Nothing in the data may be altered, so output all of it exactly.

Dataset records:
○ ○ ○ ○

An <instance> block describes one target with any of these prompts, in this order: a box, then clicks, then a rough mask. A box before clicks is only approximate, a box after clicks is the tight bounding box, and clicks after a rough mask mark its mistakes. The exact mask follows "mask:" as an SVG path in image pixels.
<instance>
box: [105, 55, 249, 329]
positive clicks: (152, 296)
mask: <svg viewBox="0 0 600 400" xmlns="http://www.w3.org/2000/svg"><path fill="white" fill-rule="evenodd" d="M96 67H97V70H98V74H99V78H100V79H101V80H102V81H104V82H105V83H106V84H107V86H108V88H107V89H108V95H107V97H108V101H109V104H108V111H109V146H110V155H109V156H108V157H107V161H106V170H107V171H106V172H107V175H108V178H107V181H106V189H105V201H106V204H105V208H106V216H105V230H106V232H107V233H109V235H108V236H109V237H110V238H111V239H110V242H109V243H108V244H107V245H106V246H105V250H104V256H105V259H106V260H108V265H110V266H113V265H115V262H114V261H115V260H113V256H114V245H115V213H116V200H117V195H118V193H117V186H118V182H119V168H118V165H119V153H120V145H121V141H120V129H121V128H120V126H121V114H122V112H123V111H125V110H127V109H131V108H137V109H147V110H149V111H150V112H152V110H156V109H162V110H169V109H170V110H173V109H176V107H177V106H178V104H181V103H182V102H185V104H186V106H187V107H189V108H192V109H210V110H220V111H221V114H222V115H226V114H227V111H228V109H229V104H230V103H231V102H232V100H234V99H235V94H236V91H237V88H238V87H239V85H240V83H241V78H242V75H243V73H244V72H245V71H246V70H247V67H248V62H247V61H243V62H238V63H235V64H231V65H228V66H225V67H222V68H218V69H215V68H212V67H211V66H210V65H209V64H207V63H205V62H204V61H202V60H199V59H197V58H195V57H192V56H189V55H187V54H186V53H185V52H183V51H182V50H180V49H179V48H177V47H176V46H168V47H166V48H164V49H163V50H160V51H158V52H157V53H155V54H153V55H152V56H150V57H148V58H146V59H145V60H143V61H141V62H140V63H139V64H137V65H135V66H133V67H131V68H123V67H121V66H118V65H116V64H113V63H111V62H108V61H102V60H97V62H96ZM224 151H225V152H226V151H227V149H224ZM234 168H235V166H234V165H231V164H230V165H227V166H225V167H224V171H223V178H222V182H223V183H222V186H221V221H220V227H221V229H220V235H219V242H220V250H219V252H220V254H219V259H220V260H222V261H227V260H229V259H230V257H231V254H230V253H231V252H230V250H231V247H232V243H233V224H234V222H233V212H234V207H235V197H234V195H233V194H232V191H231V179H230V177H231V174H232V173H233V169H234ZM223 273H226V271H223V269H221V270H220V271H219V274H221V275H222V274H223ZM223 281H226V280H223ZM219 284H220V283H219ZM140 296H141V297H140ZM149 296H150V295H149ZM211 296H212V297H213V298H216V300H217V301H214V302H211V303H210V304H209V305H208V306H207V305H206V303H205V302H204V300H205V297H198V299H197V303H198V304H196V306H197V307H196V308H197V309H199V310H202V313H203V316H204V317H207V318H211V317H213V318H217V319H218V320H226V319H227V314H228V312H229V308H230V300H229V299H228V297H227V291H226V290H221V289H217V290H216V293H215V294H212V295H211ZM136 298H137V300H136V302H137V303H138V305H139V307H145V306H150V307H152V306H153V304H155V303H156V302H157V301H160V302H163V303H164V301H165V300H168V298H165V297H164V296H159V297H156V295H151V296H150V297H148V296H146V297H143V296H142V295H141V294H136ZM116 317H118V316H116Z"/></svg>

○ ○ ○ ○

Exercise response:
An <instance> block describes one target with any of these prompts, in this order: a box, then clicks, then a rough mask. A box before clicks is only approximate, a box after clicks is the tight bounding box, and clicks after a rough mask mark its mistakes. The exact mask follows "mask:" as an SVG path in image pixels.
<instance>
box: [105, 55, 249, 329]
positive clicks: (152, 296)
mask: <svg viewBox="0 0 600 400" xmlns="http://www.w3.org/2000/svg"><path fill="white" fill-rule="evenodd" d="M96 67H97V70H98V74H99V78H100V79H101V80H102V81H104V82H105V83H106V84H107V86H108V88H107V89H108V95H107V97H108V101H109V104H108V111H109V146H110V155H109V156H108V157H107V161H106V170H107V171H106V172H107V175H108V178H107V181H106V189H105V201H106V204H105V208H106V216H105V230H106V232H107V233H109V235H108V236H109V237H110V238H111V239H110V242H109V243H108V244H107V245H106V246H105V250H104V256H105V259H106V260H108V265H110V266H113V265H115V262H114V261H115V260H113V256H114V245H115V213H116V200H117V195H118V193H117V186H118V182H119V168H118V165H119V153H120V145H121V141H120V129H121V128H120V126H121V114H122V112H123V111H125V110H127V109H131V108H137V109H147V110H149V111H150V112H152V110H156V109H162V110H169V109H170V110H173V109H176V107H177V106H178V104H181V103H182V102H185V104H186V106H187V107H189V108H192V109H210V110H220V111H221V114H222V115H226V114H227V111H228V109H229V104H230V103H231V102H232V100H234V99H235V94H236V91H237V88H238V87H239V85H240V83H241V78H242V75H243V73H244V72H245V71H246V70H247V67H248V62H247V61H243V62H238V63H235V64H231V65H228V66H225V67H222V68H218V69H215V68H212V67H211V66H210V65H209V64H207V63H205V62H204V61H202V60H199V59H197V58H195V57H192V56H189V55H187V54H186V53H185V52H183V51H182V50H180V49H179V48H177V47H176V46H168V47H166V48H164V49H163V50H160V51H158V52H157V53H155V54H153V55H152V56H150V57H148V58H146V59H145V60H143V61H141V62H140V63H139V64H137V65H135V66H133V67H131V68H123V67H121V66H118V65H116V64H113V63H111V62H108V61H102V60H97V62H96ZM224 151H225V152H226V151H227V149H224ZM234 168H235V166H234V165H231V164H230V165H227V166H225V167H224V171H223V178H222V182H223V183H222V186H221V221H220V227H221V229H220V235H219V242H220V250H219V252H220V254H219V259H220V260H222V261H227V260H229V259H230V257H231V254H230V253H231V252H230V250H231V247H232V243H233V224H234V222H233V212H234V207H235V197H234V195H233V194H232V191H231V179H230V177H231V174H232V173H233V169H234ZM223 273H226V271H223V269H221V270H220V271H219V274H221V275H222V274H223ZM223 281H226V280H223ZM219 284H220V283H219ZM140 296H141V297H140ZM149 296H150V295H149ZM211 296H212V297H213V298H216V300H217V301H214V302H211V303H210V304H209V305H208V306H207V305H206V303H205V302H204V300H205V297H198V299H197V303H198V304H196V306H197V307H196V308H197V309H199V310H202V313H203V316H204V317H207V318H211V317H213V318H217V319H218V320H226V319H227V314H228V312H229V308H230V300H229V299H228V297H227V291H226V290H221V289H217V290H216V293H215V294H212V295H211ZM136 298H137V300H136V302H137V303H138V305H139V307H145V306H150V307H152V306H153V304H155V303H156V302H157V301H160V302H163V303H164V301H165V300H168V298H165V297H164V296H159V297H156V295H151V296H150V297H148V296H146V297H143V296H142V295H141V294H136ZM116 317H118V316H116Z"/></svg>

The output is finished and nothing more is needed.